• [BRANO ESTRATTO]:
↓

Alla fine il Piemonte ci ha ripensato: sì ai medici stranieri per fermare il Covid. Dopo averli esclusi in una decina di bandi che richiedevano come requisito la cittadinanza italiana, la regione di Cirio ha cambiato idea e ha pubblicato una manifestazione di interesse rivolta anche a personale sanitario extracomunitario in regola con il permesso di soggiorno. L’esclusione aveva provocato critiche e polemiche per la manifesta irragionevolezza, posto che i reparti piemontesi erano prossimi al collasso e che una specifica deroga del “Cura Italia” aveva già superato lo steccato normativo, consentendo in via straordinaria l’assunzione con il solo permesso di soggiorno. “E’ un vittoria, dimostra come gli stranieri debbano lottare per affermare perfino i loro doveri anche quando si limitano a chidere di fare la loro parte accanto ai medici italiani”, dice il presidente Foad Aodi, presidente associazione medici di origine straniera in Italia( Amsi).

↑

• [INSIEME DI DATI]:
↓

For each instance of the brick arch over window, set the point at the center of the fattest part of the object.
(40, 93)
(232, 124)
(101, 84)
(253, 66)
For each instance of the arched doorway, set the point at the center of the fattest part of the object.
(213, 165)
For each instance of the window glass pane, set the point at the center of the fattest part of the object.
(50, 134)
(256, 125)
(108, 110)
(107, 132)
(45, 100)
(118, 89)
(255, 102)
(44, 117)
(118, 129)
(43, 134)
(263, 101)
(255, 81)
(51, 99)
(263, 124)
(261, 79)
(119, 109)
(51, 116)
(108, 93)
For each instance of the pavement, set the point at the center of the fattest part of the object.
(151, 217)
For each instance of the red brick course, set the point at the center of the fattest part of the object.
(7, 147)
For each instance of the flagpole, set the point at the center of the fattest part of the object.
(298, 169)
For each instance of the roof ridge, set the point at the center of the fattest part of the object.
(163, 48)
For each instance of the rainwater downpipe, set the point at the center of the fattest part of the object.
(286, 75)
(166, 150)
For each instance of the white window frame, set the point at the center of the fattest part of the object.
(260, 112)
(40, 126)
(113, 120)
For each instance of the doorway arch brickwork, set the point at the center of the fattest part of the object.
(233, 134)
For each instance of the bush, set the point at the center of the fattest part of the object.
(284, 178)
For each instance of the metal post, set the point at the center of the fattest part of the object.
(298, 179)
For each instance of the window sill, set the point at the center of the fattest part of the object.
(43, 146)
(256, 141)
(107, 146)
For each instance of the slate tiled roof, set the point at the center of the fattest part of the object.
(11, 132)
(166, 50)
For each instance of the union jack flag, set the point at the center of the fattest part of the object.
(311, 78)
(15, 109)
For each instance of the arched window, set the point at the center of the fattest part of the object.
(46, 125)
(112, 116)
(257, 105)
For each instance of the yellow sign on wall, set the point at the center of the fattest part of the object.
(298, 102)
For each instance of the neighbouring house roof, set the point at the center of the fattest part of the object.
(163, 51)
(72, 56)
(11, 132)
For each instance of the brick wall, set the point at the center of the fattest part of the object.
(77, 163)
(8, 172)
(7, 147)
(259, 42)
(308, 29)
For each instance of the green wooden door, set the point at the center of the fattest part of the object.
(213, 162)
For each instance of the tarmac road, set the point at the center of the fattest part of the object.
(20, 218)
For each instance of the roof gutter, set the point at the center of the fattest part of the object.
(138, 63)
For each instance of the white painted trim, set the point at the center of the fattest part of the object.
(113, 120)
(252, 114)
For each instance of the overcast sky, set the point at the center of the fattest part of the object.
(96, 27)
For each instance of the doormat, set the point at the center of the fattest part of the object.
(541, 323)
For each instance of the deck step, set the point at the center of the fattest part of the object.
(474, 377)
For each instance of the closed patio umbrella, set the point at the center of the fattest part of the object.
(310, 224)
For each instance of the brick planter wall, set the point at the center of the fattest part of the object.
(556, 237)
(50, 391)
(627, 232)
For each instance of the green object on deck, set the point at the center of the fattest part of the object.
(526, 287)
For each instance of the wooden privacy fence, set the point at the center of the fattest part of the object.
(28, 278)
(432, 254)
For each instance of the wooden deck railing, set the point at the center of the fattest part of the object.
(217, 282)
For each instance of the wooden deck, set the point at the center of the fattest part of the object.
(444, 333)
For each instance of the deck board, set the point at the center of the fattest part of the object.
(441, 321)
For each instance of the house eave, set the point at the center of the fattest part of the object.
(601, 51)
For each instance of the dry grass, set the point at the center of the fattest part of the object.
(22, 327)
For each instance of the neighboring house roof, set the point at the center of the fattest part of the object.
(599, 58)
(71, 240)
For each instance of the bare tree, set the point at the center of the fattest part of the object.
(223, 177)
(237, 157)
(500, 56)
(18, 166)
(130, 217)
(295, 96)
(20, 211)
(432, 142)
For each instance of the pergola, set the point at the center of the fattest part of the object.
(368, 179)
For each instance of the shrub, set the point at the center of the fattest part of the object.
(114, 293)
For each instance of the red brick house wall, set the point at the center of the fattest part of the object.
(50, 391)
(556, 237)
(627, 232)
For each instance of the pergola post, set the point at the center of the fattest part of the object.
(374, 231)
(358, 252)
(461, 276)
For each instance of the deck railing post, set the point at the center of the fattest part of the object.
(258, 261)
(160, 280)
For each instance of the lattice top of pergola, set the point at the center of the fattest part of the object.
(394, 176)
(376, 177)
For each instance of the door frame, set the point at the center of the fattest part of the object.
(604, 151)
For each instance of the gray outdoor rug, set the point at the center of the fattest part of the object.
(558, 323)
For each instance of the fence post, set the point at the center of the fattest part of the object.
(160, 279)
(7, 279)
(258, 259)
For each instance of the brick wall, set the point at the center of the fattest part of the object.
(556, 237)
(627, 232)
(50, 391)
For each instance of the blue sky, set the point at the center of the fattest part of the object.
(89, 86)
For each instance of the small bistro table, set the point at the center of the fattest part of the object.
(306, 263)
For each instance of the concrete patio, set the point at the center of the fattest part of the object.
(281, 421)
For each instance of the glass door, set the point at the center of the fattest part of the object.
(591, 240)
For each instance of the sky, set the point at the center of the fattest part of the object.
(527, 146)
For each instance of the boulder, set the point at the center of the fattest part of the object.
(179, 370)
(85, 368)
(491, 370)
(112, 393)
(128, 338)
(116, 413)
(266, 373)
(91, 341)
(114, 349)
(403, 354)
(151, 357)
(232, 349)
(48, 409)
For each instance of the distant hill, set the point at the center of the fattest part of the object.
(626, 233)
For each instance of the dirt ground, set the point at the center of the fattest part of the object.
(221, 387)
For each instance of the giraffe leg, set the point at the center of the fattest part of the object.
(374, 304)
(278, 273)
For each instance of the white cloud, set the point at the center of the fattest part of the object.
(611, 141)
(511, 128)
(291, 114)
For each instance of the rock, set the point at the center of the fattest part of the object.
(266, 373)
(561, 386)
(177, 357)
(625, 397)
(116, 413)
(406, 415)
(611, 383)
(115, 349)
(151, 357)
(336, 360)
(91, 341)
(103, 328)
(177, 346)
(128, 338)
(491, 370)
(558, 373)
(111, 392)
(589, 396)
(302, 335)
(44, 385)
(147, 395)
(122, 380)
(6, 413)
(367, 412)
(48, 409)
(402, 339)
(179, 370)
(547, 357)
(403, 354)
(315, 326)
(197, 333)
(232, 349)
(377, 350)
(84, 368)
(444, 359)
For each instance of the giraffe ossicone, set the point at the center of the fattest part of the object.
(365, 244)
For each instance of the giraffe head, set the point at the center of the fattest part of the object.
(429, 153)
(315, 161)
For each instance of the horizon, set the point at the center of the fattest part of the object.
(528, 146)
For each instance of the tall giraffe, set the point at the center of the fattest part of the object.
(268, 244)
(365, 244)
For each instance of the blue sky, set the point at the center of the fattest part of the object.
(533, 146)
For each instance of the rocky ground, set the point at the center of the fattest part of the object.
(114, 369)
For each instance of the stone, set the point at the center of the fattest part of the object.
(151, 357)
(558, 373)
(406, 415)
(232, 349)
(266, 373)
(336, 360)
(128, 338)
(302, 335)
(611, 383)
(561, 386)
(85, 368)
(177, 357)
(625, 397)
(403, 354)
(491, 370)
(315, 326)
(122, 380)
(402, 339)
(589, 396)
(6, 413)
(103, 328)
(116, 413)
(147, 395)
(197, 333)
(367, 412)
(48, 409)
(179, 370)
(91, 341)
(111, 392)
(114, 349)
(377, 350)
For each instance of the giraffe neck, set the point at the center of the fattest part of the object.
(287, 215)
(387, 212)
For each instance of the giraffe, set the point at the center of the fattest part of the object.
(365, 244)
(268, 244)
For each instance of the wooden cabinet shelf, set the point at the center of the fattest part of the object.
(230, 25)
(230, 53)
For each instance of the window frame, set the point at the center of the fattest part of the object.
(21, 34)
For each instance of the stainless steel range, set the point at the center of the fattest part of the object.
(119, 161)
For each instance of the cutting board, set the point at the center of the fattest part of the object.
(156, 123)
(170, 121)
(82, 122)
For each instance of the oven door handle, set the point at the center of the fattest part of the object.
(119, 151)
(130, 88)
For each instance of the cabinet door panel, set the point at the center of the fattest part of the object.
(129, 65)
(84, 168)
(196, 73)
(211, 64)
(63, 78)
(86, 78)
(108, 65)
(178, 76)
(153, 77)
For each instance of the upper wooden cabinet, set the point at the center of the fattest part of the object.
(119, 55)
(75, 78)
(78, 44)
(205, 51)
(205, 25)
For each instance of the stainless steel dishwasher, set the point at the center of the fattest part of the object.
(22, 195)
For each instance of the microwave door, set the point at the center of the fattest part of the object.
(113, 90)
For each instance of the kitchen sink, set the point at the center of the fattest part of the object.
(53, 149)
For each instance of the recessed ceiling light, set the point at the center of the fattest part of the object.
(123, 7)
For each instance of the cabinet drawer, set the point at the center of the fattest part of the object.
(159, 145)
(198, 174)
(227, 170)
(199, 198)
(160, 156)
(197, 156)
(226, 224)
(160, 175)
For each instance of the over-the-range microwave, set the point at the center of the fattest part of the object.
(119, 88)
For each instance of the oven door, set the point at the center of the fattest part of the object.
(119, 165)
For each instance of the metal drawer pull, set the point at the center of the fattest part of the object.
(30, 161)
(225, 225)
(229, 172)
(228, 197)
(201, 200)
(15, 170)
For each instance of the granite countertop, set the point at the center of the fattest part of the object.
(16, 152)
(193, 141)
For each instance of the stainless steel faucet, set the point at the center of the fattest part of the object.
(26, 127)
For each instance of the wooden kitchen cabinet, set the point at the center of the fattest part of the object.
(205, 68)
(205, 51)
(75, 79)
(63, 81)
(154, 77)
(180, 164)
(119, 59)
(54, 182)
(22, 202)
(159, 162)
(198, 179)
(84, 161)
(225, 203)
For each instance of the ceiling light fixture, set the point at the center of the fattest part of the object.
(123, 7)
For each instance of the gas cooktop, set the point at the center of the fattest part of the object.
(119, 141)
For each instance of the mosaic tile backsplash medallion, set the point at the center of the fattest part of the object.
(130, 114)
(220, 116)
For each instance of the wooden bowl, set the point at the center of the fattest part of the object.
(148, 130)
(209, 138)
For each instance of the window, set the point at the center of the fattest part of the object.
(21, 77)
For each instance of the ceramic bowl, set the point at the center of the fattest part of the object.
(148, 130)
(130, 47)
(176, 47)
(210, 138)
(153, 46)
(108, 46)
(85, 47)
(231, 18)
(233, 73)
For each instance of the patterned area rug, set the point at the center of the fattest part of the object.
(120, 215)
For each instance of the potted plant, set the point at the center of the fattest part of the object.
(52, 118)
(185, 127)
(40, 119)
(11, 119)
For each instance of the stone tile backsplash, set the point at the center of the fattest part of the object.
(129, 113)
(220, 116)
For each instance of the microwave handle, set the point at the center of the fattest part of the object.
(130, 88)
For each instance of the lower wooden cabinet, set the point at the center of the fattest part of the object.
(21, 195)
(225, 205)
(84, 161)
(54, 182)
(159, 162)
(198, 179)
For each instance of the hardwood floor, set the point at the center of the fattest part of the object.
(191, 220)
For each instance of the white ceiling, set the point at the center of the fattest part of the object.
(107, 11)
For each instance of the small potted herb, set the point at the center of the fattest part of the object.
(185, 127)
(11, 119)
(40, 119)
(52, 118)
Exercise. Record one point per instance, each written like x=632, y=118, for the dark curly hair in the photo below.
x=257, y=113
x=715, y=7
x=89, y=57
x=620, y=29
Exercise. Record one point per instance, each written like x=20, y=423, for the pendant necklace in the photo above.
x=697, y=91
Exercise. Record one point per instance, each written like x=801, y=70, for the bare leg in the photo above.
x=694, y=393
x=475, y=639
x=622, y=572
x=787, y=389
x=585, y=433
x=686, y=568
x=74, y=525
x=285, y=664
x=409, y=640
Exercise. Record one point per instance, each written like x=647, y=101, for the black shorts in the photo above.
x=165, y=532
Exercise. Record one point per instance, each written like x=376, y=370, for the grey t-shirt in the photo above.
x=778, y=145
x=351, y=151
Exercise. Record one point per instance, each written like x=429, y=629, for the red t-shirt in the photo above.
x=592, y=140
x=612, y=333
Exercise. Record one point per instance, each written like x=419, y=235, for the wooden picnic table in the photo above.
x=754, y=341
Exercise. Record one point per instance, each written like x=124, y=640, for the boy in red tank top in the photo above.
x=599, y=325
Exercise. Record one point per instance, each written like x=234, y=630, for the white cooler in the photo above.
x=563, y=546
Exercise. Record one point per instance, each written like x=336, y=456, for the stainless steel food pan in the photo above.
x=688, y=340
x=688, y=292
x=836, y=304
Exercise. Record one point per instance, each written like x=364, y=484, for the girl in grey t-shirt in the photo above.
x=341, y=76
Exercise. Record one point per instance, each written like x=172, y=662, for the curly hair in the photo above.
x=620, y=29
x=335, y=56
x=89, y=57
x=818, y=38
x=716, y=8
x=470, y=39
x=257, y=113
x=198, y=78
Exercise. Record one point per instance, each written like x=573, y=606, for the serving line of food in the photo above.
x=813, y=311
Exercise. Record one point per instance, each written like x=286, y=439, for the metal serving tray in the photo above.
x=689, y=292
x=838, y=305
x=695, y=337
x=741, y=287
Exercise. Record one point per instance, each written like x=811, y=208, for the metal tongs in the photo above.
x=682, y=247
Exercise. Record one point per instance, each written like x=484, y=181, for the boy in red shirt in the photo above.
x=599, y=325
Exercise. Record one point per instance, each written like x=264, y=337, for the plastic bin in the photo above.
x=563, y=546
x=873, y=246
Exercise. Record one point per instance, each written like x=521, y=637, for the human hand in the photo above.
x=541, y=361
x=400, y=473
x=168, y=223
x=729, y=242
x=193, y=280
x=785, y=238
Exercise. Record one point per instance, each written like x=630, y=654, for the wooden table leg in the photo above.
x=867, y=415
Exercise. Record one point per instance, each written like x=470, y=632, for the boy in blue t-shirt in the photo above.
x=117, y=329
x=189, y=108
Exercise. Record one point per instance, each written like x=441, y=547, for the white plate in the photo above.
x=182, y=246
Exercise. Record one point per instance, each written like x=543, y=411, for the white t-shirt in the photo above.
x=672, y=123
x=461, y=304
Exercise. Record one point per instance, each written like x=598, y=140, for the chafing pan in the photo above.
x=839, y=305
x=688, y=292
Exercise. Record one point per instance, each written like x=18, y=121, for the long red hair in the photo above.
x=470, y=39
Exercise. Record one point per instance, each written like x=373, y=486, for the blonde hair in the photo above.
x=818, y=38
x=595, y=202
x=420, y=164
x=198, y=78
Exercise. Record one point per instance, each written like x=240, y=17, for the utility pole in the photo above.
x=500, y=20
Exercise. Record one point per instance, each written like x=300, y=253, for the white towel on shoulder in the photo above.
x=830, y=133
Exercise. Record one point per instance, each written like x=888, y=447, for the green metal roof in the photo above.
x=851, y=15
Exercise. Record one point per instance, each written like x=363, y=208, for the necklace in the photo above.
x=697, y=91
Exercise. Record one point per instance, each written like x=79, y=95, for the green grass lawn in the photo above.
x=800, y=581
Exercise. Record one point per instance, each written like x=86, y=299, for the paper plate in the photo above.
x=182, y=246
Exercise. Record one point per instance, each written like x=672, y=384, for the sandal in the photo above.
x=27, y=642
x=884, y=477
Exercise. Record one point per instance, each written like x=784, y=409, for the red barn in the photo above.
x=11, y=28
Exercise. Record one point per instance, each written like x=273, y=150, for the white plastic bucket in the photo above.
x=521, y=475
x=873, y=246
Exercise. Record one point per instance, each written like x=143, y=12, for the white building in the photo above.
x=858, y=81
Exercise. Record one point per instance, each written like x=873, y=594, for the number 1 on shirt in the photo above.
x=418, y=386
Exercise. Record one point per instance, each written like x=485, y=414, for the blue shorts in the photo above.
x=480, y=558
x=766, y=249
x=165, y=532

↑

• [ATTIVITÀ]: Riassumi in due frasi il brano sui medici stranieri in Piemonte.

• [RISPOSTA]: Dopo aver escluso i medici stranieri da una decina di bandi che richiedevano la cittadinanza italiana, il Piemonte ha pubblicato una manifestazione di interesse aperta anche al personale sanitario extracomunitario in regola con il permesso di soggiorno. L'esclusione era stata criticata come irragionevole, perché i reparti piemontesi erano prossimi al collasso e una deroga del “Cura Italia” consentiva già, in via straordinaria, l'assunzione con il solo permesso di soggiorno.